PASSAGE SHOWN:
- Written by: Richard and Esther Shapiro
- Directed by: Richard Donner
- Starring: Linda Blair; Mark Hamill; Larry Hagman; Verna Bloom; William Daniels; Michael Lerner;
- Composer: James Di Pasquale
- Country of origin: United States
- Original language: English

Production
- Producer: David Levinson
- Cinematography: Gayne Rescher
- Editor: Richard Bracken
- Running time: 96 minutes
- Production company: Universal Television

Original release
- Network: NBC
- Release: February 11, 1975

= Sarah T. – Portrait of a Teenage Alcoholic =

1975 television film directed by Richard Donner

Sarah T. – Portrait of a Teenage Alcoholic is a 1975 American psychological drama television film directed by Richard Donner and written by Richard and Esther Shapiro. The film stars Linda Blair as the title character Sarah Travis. It also stars Mark Hamill, Larry Hagman, Verna Bloom, and William Daniels.

==Plot==
The movie begins with a mock TV commercial for "Coury's" beer (surprisingly like a similar-sounding Colorado brand of beer made from Rocky Mountain spring water), showing a group of young adults laughing and frolicking as they play games and drink. Then the movie segues into a voice-over with statistics on alcoholism, setting a more serious tone before the actual teleplay begins.

Sarah Travis (Linda Blair) is a 15-year-old girl dealing with feelings of isolation and inadequacy. Her parents are divorced and she has minimal contact with her unemployed, alcoholic biologic father, Jerry (played by Larry Hagman). Sarah lives with her mother Jean Hodges, and stepfather Matt, neither of whom notice how lonely Sarah is. The family has just moved to a new town in an upscale suburb. She feels overwhelmed in the new environment and overshadowed by her older sister, Nancy, and wishes to live with her biologic father. At her new school she joins a tryout for the glee club, but out of nervousness she botches the audition and leaves the room visibly upset.

Sarah attends a party hosted by her parents to celebrate her stepdad getting a big promotion. She is uncomfortable with many adults asking penetrating questions about her personal life, which she resents. Some adults ask her to take a drink, which her mother flatly refuses Sarah to do. Shortly afterward, she picks up an abandoned drink and gulps it down. This is our first realization that she is actually an experienced drinker. Some time later she attends a party for older teens from her newfound friend, Ken Newkirk (played by a pre-Star Wars Mark Hamill). She drinks at the party and soon associates happiness and belonging with drinking. She sings at the party and surprises herself and everyone by a great performance. Sarah then surreptitiously picks up bottle after bottle and becomes completely and happily drunk. Ken drives her home and her parents see her condition and wrongly blame Ken for getting her drunk. Jean is more concerned with what others think than the welfare of her daughter.

REQUIRED ACTION:
List every actor named in the "Starring" line of the Sarah T. text. The material that comes next is separate from the Sarah T. text.

AVAILABLE DATA:
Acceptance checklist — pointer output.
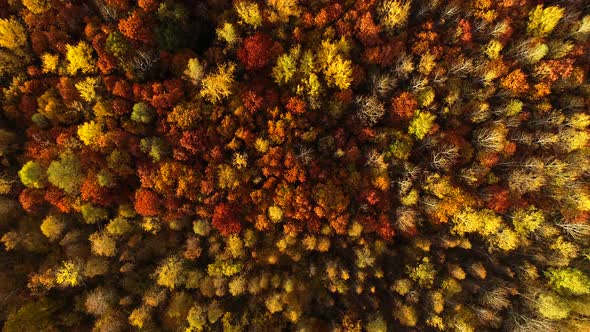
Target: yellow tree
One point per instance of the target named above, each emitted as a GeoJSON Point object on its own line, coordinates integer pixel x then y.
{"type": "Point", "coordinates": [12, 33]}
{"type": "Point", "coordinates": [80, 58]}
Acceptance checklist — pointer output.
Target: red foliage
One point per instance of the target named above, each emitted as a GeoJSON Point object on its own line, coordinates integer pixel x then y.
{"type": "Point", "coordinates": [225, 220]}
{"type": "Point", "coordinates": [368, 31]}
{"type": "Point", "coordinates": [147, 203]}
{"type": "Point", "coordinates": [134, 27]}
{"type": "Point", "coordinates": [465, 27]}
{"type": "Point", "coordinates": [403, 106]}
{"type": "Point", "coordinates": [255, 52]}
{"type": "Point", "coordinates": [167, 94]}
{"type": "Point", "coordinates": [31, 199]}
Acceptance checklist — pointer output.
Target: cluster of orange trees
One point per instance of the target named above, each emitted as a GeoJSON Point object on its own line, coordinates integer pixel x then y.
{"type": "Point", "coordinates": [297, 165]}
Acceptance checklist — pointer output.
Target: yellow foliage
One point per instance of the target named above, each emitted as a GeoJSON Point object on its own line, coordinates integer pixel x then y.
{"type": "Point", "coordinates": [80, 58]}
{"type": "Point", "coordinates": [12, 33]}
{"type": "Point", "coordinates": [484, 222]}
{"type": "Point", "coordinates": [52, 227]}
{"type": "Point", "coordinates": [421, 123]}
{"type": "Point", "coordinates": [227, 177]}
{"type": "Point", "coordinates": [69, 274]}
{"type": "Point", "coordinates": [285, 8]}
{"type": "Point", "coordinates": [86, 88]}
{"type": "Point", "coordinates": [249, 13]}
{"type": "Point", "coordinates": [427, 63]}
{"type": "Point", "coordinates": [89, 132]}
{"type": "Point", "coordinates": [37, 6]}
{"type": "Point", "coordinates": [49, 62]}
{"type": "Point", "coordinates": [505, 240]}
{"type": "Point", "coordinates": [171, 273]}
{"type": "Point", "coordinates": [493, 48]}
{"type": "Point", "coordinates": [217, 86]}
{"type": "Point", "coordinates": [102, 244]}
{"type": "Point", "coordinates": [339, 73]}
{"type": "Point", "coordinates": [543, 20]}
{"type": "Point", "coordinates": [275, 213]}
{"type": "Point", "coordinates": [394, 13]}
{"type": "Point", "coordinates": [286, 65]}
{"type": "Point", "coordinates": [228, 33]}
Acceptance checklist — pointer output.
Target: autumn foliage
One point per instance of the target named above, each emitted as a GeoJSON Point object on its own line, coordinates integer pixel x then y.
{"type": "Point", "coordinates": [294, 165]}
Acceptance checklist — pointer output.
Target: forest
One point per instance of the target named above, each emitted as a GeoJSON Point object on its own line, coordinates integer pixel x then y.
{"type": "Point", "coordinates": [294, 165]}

TASK ANSWER:
Linda Blair, Mark Hamill, Larry Hagman, Verna Bloom, William Daniels, Michael Lerner